> SET EXERCISE: Give back all the rows below word for word, leaving out the pictures.

****************

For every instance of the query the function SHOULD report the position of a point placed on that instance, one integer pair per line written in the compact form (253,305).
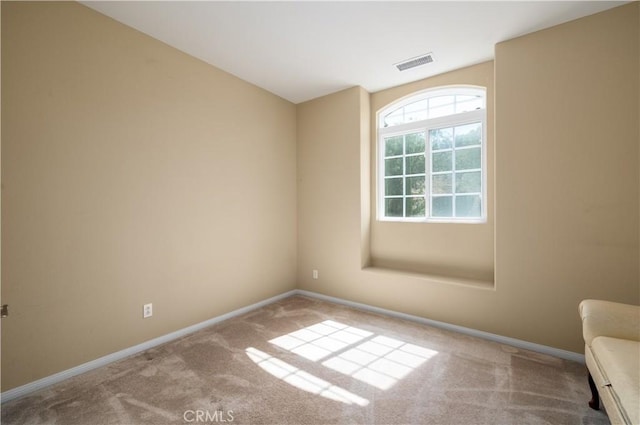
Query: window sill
(451,280)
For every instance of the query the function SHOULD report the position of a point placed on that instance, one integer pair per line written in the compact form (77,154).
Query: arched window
(431,157)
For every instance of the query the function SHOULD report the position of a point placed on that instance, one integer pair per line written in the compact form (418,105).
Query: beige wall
(132,173)
(460,250)
(566,189)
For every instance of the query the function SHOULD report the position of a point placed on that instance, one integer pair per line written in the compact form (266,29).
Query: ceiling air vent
(413,62)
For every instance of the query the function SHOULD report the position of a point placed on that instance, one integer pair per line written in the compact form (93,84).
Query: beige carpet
(304,361)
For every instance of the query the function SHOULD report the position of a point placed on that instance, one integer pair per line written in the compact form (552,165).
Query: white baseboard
(110,358)
(556,352)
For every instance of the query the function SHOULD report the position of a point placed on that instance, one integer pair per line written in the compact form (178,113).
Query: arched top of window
(433,103)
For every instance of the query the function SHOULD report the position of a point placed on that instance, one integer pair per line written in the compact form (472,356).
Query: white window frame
(456,119)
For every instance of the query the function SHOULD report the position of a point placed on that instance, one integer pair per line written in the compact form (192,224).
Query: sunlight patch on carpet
(377,360)
(301,379)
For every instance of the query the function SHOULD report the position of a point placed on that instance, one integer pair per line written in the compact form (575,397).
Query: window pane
(468,182)
(468,206)
(393,207)
(441,138)
(418,106)
(467,159)
(393,187)
(441,206)
(415,116)
(393,167)
(441,184)
(415,207)
(393,146)
(441,111)
(440,101)
(415,164)
(415,143)
(442,161)
(468,135)
(415,185)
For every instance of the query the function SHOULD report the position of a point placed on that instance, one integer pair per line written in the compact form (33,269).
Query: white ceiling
(301,50)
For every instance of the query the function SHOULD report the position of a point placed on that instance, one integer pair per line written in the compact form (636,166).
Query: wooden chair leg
(594,403)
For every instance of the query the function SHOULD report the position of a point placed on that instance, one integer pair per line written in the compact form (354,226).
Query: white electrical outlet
(147,310)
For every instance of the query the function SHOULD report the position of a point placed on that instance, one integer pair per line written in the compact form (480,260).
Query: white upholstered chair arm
(607,318)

****************

> THE REPLY:
For every instance of the query the function SHOULD report the position of a point placed on that instance, one integer pair per line written in the compact form (253,305).
Query: window sill
(451,280)
For every instance of the query the function SHOULD report the position of a point placed on that instance, one integer pair per line written in the compact form (77,154).
Query: arched window
(431,157)
For every instance of the query the function SHOULD report the position of a point placed on that instance, one integer pair per line written in the compact form (418,105).
Query: beige wall
(132,173)
(460,250)
(566,189)
For every instance of the query the function SHOULD report the position of a point placed on that instance, one integer pair per line written in the compact form (266,29).
Query: ceiling air vent
(413,62)
For every instance of the query the function SHOULD report the position of a point placed on that instance, one integer pair per line written in the compact form (93,84).
Query: beige carpet
(304,361)
For every instance of the query the function SHOULD report the position of a point placed on that instance, one integer pair per line written in the compact form (552,165).
Query: white baseboard
(110,358)
(556,352)
For every instance of the query the function SHOULD report the position of a point placed on that instance, one integer pair per line written in the compact form (178,113).
Query: arched top of window
(433,103)
For every instance of the query the function SHOULD report the position of a point placed on that instance, one integer pair per line written in the compact form (472,356).
Query: white window frame
(456,119)
For every instance of the query the function SHOULD report the position of a point placed on that instance, one integer pair per line written in the compact form (192,224).
Query: sunlight patch on carpet
(377,360)
(301,379)
For every instance of the query the function SHOULD report the position of a point placed on that instance, one integer pair per line written in the compact form (575,397).
Query: window pane
(468,182)
(468,206)
(393,207)
(441,138)
(418,106)
(467,159)
(393,187)
(441,206)
(415,116)
(393,167)
(441,184)
(415,207)
(393,146)
(441,111)
(440,101)
(415,164)
(415,143)
(442,161)
(468,135)
(415,185)
For every instance of the query the function SHOULD report the position of a point placed on that instance, one integer pair per line written in the compact form (33,269).
Query: white ceiling
(301,50)
For every instance of the query the function SHOULD report the position of a point placed on that instance, one integer pair per line written in the compact form (636,166).
Query: wooden chair leg
(594,403)
For every instance of the query the function SHOULD report the position of a point placed on that instance, one integer pair per line written in the compact form (354,226).
Query: white electrical outlet
(147,310)
For every instance of the query the function SHOULD report the position of a point placed on that instance, one integer pair per line written in the compact form (480,260).
Query: white upholstered chair arm
(607,318)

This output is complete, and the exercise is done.